(Saved data entries)
◆ ◆ ◆ ◆

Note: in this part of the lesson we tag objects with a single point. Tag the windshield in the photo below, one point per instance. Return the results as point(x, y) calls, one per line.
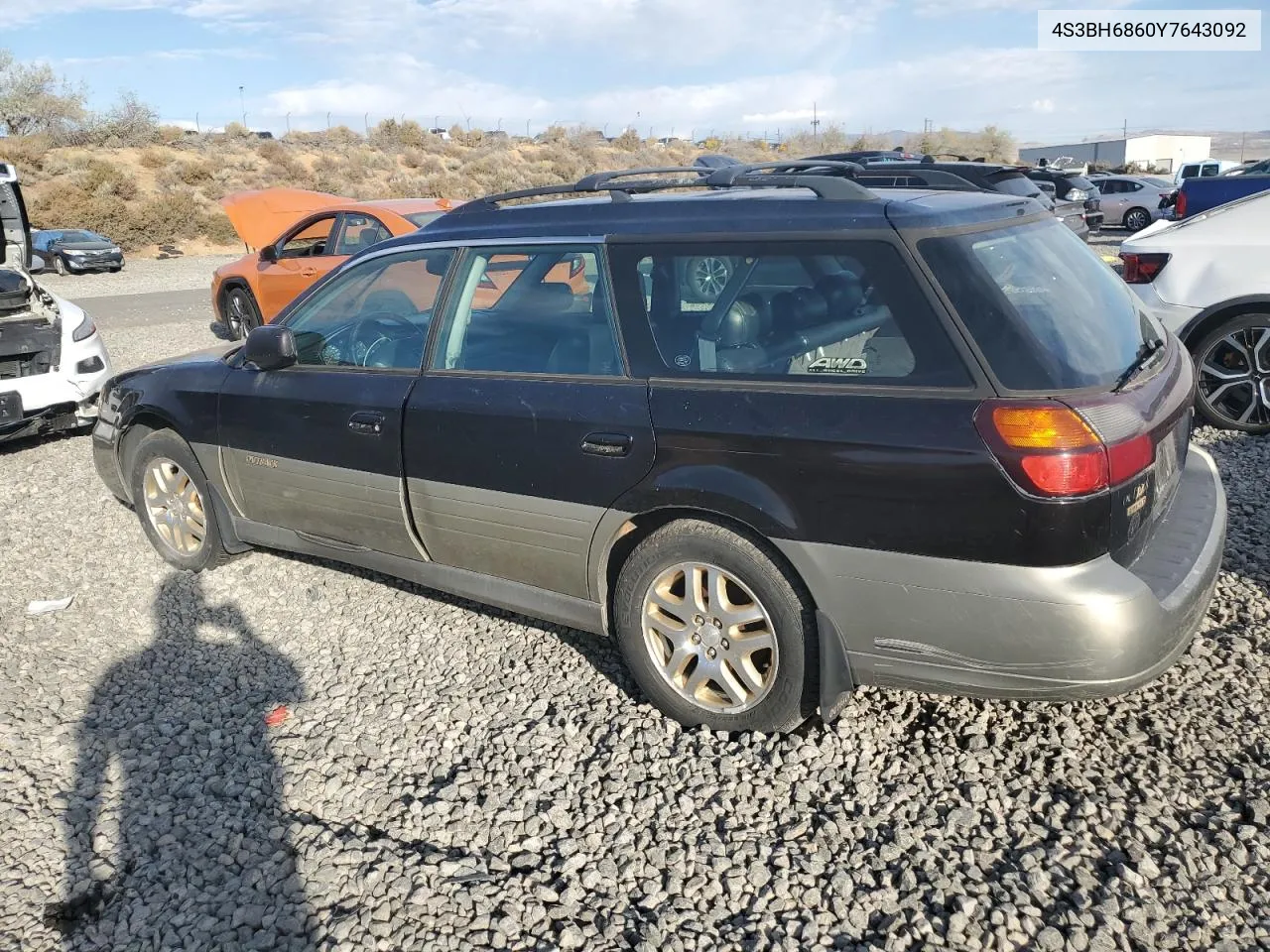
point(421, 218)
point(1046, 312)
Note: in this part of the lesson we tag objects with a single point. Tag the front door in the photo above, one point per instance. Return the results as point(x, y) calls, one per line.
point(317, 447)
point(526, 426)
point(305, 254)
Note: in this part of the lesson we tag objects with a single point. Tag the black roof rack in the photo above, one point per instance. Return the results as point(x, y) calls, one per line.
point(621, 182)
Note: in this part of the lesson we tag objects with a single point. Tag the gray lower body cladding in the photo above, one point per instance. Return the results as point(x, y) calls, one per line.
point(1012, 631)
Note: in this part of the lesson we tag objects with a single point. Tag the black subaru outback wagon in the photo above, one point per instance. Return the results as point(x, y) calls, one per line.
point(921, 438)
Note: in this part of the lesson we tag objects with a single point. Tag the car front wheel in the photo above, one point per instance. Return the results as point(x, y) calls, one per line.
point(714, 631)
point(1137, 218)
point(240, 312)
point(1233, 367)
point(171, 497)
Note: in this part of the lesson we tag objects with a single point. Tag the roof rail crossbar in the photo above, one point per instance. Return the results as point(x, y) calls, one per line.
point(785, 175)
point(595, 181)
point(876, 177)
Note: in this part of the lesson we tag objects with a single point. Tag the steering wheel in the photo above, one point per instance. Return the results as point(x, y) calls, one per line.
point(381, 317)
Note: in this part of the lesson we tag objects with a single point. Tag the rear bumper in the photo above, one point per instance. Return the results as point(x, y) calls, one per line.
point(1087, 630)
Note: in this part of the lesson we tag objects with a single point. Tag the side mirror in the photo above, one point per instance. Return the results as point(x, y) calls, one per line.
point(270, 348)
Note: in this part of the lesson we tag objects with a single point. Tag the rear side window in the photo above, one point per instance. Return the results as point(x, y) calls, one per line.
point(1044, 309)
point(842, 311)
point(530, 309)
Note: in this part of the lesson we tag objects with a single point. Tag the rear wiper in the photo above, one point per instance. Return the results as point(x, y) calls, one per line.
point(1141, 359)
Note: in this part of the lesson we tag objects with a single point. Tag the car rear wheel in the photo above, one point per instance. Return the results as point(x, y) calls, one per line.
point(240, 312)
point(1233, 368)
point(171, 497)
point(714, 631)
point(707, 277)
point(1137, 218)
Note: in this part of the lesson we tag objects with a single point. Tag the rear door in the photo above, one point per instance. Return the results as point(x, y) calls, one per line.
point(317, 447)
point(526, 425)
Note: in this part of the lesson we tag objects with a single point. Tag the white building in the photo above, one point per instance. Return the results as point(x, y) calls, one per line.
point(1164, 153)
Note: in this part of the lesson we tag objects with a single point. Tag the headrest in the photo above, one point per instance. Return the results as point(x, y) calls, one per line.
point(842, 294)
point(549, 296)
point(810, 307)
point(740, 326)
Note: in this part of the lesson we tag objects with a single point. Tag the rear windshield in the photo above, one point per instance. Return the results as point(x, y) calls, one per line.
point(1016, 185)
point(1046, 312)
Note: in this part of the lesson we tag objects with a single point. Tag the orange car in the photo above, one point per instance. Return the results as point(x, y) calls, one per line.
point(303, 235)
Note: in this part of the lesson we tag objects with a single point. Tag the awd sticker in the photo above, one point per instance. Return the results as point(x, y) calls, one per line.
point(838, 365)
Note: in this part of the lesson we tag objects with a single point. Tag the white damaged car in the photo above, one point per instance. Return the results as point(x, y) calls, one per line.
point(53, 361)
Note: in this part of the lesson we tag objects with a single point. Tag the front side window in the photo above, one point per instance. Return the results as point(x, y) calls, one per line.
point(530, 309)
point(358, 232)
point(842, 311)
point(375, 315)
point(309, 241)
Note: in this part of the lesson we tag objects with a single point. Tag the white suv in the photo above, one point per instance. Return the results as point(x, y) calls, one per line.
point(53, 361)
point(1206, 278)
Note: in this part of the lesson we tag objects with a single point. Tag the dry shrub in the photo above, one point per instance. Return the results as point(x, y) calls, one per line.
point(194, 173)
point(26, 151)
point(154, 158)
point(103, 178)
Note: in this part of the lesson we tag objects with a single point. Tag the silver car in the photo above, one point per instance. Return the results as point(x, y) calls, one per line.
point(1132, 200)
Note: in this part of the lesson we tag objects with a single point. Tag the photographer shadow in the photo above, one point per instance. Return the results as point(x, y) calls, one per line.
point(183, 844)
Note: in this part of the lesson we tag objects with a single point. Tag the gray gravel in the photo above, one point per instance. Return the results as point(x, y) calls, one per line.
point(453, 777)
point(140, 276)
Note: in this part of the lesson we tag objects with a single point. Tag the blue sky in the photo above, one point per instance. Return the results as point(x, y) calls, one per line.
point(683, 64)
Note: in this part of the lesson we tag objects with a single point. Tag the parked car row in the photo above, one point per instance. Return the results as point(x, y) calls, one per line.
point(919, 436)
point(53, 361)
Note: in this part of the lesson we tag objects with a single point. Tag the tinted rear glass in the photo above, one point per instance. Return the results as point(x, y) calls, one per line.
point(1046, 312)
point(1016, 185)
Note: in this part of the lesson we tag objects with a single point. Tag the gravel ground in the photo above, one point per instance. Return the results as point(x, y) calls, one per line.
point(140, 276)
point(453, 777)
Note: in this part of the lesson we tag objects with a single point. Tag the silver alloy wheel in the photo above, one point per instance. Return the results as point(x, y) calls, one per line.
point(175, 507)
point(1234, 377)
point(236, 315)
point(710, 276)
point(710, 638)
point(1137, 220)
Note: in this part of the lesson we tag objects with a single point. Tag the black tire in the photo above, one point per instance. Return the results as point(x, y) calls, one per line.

◆ ◆ ◆ ◆

[What to do] Write every entry out again exactly, dropping the pictures.

[Task answer]
Note: in this part of the lesson we tag objects with a single point. Tag the windshield in the photo below, one point per instance. Return the results as point(x, y) calls, one per line.
point(421, 218)
point(1046, 312)
Note: in this part of the lesson we tag objects with a single point. Tag the front door in the photo above, one point per instance. Return the results as point(x, y) calls, one per line.
point(317, 447)
point(526, 426)
point(305, 254)
Note: in this part of the lesson we tag objects with a single point. Tag the black roof rack in the photo above, one point per instance. Return the results as point(x, y) calls, one per line.
point(621, 182)
Note: in this part of the lesson we tag objects with a single point. Tag the gray lower body cladding in the photo above, one point per instance. Return the results as point(x, y) calls, one per line.
point(1012, 631)
Note: in this part of the lesson we tag objects with a single point. Tag the black subaru outback wagon in the photo above, one point per instance. Return the results as point(x, y) calls, one per line.
point(921, 438)
Note: in this part of the lesson we tag objects with a single point. Tag the car front wheel in the photo above, one point per instance. Return the results as point(x, y) calls, one per line.
point(714, 631)
point(1137, 218)
point(240, 312)
point(1233, 367)
point(171, 497)
Note: in this part of the lesson we tag objects with a single point. Tag the roof rail crossbar in the photo above, one point per instance. Return the results as point(x, y) calls, one per line.
point(785, 175)
point(595, 181)
point(876, 177)
Note: in this part of the lesson we tag objects with a single point. Tag the steering wheel in the photo above, one point per instance. Return the results as point(x, y) calls, one per line.
point(381, 317)
Note: in this part of the lesson we tag objects with a single point. Tag the rear bumper in the photo above, one point per instance. Return the results as point(x, y) calls, one per line.
point(1087, 630)
Note: in this part of the lesson we tag objects with a single point. Tag the side mirror in the photo above, one point per instance. Return the results as point(x, y) calls, one per line.
point(270, 348)
Note: in this part of the lesson we tag objects with a single point. Tag the rear side window in the photo above, one point per instance. Return the results as point(x, y) calls, one per line.
point(1044, 309)
point(842, 311)
point(530, 309)
Note: in this part of the lesson we tag objects with a single point. Tag the rear wiper in the photo above, one point per instance. Return the results as point(x, y) calls, one per line.
point(1141, 359)
Note: in this part of the lesson we tag objects with a single point. Tag the car rear wheel in the photo above, one point per instance. Return the results as point(x, y) calls, one per line.
point(240, 312)
point(1233, 368)
point(171, 497)
point(714, 631)
point(707, 277)
point(1137, 218)
Note: in this part of the lesson we tag objects with a single point. Tag the rear door in the photo above, one point per instance. Return the results as point(x, y) calls, one per line.
point(317, 447)
point(526, 425)
Note: in this part of the lesson we tag objects with a single point. Tag the white building in the photo above, one point per instance. Return the results as point(x, y) calls, one per line.
point(1164, 153)
Note: in this part of the lesson we tag objects with a single point. Tag the headrest in the photo above, one point per instance. Return the results as point(x, y) calls, one per line.
point(842, 294)
point(549, 296)
point(810, 307)
point(740, 326)
Note: in this part of the lesson we tag objects with a single point. Tag the rear windshield in the photo above, one point per instance. Return the results as point(x, y) calls, one per line.
point(1016, 185)
point(1046, 312)
Note: in this part of the lesson we tag objects with a single point. Tag the orange car in the photo above, one point per instance. Return the results as point(x, y) calls, one per line.
point(303, 235)
Note: in this part of the lesson we tag objects with a single point. Tag the awd sticker in the photo above, one point per instance. Return the results as point(x, y) calls, one per line.
point(838, 365)
Note: in this part of the lesson we tag objects with a single point. Tag the white damaged car in the photo above, one point per instance. Return the results as point(x, y) calls, one per line.
point(53, 361)
Note: in this part of the lesson we tag objects with a single point. Tag the front side window in the photo above, one point per instance. Return the results as point(x, y) calls, one per line.
point(530, 309)
point(358, 232)
point(842, 311)
point(375, 315)
point(309, 241)
Note: in this part of the lesson we tag objects with a single point. Tag the white suv in the photo above, one point per instance. Return the results as point(x, y) calls, one per line.
point(53, 361)
point(1206, 278)
Note: in this part of the lesson we tag objects with a single point. Tag the dry shrub in the photo above, one point per instance. Return the results as point(x, y) calls, one per line.
point(194, 173)
point(26, 151)
point(154, 158)
point(103, 178)
Note: in this part of the lesson we tag objects with a single point. Tag the silver car in the photo above, one point per instance. Return the results as point(x, y) calls, one per line.
point(1132, 200)
Note: in this part of the lesson we tag objects with a single point. Tag the photographer shadow in the photo above, one point per instance. Return the results as point(x, y) calls, one per line.
point(183, 844)
Note: in this part of the lesson we tag objects with a single point. Tag the gray gravel in the photo above, one point per instance. Return the results as point(x, y) calls, one per line.
point(453, 777)
point(140, 276)
Note: in this part of the lesson we tag objects with a single point. Tag the blue sky in the photo above, one point per instance. Return the results as point(x, y) calls, one per line.
point(683, 64)
Note: in this part of the lesson we tag objects with a single point. Tag the parked car row in the photo above, one point per instance. Return the results as point(x, y) calls, one per line.
point(919, 436)
point(53, 361)
Note: in this part of the lesson we tag objects with a single point. Tag the tinted rear glass in the photo above, one point per instance. Return the results as point(x, y) calls, one per line.
point(1046, 312)
point(1016, 185)
Note: in this part of the lesson we tag objects with a single point. Tag the gravel ground in the photo above, one point per instance. Return the results as point(x, y) calls, one per line.
point(140, 276)
point(453, 777)
Note: in this part of the lesson we tag objects with a single point. Tag the silver alloy wheel in the photo above, one point per instance. Return the results as point(x, y) calls, one per line.
point(175, 507)
point(1234, 377)
point(236, 315)
point(710, 276)
point(710, 638)
point(1137, 220)
Note: in this part of the lesson we tag objects with a single point. Tag the black tire in the photo above, one point per instance. Return the results as point(x, y) calls, one per line.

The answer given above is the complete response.